-- Begin Given text --

Potts and Reilly, L.L.P.., Austin, TX


If an estate plan does not have a provision apportioning taxes, or the provision for the apportionment of taxes is ambiguous, then state law applies. While this is not the preferred choice among tax practitioners, there are clearly a number of times when a state's statute comes into effect. Estate of McCoy v. Comr., T.C. Memo 2009-61, is such a case.

In McCoy, the governing documents (a trust and a will) provided for specific bequests to individuals other than the decedent's wife to be paid from the residuary estate. Different definitions of “residuary” could be interpreted under the documents. The different definitions of “residuary” created ambiguity over the tax clause, which sourced the payment of taxes from the “residue of the trust.” No language specifically charged the payment of taxes to any particular share. The attorney who prepared the federal estate tax return reduced the specific bequests by their proportionate part of the estate taxes, under Utah's apportionment statute. Utah's apportionment statute apportions taxes to the source of the tax. As such, the property passing to the surviving spouse was not taxed. The IRS argued, however, that the marital share was the proper source of payment, and as such, additional estate taxes of approximately $412,000 were assessed on audit.

The Tax Court determined that unless the will clearly states that estate taxes shall be apportioned differently than under the state law, the state apportionment statute applies. The Tax Court sided with the Estate, determining that the will and revocable trust were unclear regarding the apportionment of tax. The IRS argued that the Tax Court should consider “extrinsic evidence” for the apportionment of taxes. The Tax Court, in a footnote, handled the evidentiary issues in an interesting way - noting that extrinsic evidence was not needed to interpret a will and revocable trust in which the decedent clearly did not address taxes at all, thus leaving the matter to the apportionment statute. The Tax Court explained that what little extrinsic evidence existed pointed toward: (a) the decedent being dyslexic, (b) the decedent signing a draft of his restated trust agreement without discussing it with his attorney, (c) the decedent never wanting to pay more taxes than absolutely necessary, and (d) the decedent never discussing the payment of taxes with his attorney or any one else. The Tax Court concluded that the decedent would have likely wanted taxes paid from the nonmarital share, which was the source of payment in the original trust agreement.

-- End Given text --
-- Begin Record excerpts --

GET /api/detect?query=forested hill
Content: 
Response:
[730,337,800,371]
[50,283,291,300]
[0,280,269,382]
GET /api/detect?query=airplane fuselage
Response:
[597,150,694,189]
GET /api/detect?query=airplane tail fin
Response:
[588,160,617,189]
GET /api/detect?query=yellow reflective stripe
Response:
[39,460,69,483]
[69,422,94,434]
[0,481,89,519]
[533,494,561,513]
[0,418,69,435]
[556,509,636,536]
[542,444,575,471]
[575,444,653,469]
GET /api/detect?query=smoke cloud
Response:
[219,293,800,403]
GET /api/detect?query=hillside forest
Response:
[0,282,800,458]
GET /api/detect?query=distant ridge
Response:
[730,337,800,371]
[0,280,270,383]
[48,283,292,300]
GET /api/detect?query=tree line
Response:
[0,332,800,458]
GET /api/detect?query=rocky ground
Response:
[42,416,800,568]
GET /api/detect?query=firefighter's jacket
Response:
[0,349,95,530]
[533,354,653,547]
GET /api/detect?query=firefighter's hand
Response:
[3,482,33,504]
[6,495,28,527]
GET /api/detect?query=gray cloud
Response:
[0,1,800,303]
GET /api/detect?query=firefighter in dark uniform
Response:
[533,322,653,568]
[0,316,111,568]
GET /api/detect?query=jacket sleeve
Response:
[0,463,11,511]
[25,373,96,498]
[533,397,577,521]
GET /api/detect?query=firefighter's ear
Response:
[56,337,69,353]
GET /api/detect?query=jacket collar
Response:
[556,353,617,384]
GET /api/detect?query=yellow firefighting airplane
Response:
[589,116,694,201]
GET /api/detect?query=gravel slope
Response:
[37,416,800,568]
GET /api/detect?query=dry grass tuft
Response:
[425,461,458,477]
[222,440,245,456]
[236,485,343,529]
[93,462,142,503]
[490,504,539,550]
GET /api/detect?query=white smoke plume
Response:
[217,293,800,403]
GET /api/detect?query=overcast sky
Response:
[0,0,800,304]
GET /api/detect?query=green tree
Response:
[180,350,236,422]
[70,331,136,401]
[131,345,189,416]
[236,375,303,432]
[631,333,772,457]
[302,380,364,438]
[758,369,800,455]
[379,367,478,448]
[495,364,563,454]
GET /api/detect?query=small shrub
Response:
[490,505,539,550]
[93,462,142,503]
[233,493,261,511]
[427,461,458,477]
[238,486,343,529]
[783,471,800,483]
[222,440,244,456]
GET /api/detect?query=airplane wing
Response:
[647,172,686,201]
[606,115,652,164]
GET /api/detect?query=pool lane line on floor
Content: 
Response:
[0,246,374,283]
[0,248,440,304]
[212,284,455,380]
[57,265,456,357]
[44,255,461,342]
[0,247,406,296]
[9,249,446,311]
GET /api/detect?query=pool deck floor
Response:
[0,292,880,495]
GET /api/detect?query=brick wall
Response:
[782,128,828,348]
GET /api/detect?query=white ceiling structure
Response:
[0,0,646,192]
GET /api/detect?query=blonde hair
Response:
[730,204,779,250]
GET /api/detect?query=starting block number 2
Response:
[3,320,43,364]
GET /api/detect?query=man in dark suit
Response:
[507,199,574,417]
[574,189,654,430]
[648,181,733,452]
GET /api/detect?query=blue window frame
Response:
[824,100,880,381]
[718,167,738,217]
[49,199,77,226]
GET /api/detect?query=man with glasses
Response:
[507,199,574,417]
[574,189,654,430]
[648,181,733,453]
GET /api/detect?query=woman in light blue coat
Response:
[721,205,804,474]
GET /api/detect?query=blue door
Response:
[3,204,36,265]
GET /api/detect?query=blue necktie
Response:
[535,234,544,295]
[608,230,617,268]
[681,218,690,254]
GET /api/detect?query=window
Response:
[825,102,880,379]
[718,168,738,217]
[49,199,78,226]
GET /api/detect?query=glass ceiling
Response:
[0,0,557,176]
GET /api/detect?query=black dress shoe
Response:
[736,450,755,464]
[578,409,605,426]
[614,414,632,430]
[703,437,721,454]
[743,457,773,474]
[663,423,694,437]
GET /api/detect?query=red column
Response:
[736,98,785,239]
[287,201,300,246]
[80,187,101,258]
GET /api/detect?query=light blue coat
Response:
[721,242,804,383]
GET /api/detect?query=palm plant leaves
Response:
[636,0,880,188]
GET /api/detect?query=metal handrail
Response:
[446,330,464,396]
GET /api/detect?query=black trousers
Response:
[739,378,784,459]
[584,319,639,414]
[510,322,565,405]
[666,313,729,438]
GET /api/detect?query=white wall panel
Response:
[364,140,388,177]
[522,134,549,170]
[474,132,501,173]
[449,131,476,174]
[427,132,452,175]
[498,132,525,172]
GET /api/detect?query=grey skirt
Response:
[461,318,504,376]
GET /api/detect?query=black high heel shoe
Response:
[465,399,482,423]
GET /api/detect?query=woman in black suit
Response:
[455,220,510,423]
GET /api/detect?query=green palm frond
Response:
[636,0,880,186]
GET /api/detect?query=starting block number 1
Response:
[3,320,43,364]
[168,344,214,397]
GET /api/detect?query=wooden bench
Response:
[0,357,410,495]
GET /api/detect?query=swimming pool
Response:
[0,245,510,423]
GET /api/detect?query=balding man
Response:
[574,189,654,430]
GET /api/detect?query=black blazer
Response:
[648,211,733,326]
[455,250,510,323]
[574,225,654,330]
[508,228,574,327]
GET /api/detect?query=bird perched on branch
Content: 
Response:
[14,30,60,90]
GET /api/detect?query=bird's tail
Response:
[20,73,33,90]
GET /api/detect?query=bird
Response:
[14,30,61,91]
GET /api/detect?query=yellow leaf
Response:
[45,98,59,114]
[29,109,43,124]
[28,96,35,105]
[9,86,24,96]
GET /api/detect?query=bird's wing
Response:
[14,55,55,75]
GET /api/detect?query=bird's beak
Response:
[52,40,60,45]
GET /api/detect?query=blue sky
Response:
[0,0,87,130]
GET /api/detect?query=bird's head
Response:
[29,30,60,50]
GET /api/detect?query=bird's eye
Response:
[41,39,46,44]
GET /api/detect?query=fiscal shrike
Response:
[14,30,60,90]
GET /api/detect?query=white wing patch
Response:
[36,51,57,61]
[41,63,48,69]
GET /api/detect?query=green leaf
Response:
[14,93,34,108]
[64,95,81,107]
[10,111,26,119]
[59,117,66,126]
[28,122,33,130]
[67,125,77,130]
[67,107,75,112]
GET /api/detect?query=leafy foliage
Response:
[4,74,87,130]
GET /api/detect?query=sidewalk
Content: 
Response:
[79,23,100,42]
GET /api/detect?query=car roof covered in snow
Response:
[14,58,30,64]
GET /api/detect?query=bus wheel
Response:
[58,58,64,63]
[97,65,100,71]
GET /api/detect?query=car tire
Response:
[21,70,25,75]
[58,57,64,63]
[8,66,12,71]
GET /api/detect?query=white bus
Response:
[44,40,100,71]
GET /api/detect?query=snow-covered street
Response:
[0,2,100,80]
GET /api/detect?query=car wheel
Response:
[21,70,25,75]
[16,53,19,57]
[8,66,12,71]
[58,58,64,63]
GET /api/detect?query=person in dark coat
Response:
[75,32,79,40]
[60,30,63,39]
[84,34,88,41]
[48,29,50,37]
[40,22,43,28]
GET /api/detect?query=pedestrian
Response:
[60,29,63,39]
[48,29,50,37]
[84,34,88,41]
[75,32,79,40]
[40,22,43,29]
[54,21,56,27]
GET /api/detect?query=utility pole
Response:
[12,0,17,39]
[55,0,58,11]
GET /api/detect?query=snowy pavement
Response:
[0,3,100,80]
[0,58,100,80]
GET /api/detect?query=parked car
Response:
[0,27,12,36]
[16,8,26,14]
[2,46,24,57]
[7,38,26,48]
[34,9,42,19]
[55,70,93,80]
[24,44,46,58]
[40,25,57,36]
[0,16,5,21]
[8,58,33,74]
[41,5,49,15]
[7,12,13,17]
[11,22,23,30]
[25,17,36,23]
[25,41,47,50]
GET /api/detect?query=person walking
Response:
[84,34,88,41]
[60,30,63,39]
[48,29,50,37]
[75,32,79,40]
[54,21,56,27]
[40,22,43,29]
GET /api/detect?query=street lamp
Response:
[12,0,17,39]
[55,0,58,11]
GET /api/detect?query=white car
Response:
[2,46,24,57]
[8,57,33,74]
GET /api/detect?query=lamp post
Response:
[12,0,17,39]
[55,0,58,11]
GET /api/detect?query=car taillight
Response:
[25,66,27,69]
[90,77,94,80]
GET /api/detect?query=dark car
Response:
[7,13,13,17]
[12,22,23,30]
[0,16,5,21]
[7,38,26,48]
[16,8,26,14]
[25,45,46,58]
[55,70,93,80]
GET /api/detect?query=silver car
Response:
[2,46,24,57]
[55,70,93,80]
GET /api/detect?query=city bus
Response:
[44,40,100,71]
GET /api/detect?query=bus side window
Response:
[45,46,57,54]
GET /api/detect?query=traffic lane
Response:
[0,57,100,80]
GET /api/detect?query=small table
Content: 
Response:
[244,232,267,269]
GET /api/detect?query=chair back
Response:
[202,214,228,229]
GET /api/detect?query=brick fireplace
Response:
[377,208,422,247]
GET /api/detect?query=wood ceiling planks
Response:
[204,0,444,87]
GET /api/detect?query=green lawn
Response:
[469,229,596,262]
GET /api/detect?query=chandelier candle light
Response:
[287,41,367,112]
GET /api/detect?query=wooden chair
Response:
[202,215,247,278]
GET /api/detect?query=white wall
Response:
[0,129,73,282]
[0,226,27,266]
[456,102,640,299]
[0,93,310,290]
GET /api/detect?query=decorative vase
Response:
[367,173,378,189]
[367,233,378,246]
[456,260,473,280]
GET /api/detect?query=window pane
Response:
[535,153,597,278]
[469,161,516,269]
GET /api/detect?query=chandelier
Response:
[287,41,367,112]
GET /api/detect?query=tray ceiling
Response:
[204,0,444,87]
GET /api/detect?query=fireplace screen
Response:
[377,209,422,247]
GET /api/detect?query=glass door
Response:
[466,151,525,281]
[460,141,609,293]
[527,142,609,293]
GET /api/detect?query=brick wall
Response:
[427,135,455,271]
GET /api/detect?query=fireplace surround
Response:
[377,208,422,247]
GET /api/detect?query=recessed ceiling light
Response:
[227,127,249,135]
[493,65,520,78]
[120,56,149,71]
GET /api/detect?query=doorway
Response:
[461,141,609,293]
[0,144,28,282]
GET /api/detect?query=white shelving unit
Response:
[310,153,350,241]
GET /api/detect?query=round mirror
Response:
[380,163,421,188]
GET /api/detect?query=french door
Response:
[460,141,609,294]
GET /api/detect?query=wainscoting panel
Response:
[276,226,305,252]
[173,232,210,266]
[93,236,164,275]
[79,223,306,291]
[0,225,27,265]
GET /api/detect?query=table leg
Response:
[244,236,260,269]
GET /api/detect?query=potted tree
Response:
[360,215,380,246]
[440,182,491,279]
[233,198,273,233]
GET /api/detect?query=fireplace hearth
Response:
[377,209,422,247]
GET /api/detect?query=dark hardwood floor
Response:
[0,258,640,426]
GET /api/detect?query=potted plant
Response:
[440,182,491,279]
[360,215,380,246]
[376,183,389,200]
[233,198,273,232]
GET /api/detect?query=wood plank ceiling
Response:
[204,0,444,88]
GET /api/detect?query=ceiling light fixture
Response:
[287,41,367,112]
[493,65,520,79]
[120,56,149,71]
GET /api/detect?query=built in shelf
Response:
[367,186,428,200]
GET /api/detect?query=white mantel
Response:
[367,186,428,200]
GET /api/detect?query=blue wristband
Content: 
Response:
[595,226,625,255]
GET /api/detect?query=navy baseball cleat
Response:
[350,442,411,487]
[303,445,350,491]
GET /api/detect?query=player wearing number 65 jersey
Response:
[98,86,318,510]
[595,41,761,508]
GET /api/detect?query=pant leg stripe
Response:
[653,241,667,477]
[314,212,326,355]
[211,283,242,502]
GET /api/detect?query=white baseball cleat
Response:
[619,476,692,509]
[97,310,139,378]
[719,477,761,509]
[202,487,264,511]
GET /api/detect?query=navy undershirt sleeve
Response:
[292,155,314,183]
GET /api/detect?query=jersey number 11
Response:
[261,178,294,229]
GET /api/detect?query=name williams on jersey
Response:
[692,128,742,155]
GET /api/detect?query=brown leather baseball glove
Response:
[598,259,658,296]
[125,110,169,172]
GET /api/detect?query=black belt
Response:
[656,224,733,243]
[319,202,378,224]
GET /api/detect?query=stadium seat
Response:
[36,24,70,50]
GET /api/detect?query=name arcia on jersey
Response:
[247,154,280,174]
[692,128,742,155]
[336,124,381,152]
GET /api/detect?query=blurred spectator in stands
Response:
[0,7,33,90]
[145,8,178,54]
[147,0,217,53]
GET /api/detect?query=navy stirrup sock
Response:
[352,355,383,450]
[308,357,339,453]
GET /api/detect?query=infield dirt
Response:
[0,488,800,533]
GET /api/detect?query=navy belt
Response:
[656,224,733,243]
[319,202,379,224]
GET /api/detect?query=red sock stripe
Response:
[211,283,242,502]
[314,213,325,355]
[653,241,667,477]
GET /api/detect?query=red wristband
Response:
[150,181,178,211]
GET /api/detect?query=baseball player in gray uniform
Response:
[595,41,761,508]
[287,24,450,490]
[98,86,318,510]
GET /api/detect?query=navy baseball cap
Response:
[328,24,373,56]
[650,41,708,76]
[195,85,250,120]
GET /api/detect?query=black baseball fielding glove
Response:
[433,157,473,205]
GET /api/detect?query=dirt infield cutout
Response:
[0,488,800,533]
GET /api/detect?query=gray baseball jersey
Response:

-- End Record excerpts --

> [Given exercise] Restate the estate tax apportionment passage from "If an estate" up to and including "such a case.", swapping "tax practitioners" for "estate planners".

> [Solution to the problem]
If an estate plan does not have a provision apportioning taxes, or the provision for the apportionment of taxes is ambiguous, then state law applies. While this is not the preferred choice among estate planners, there are clearly a number of times when a state's statute comes into effect. Estate of McCoy v. Comr., T.C. Memo 2009-61, is such a case.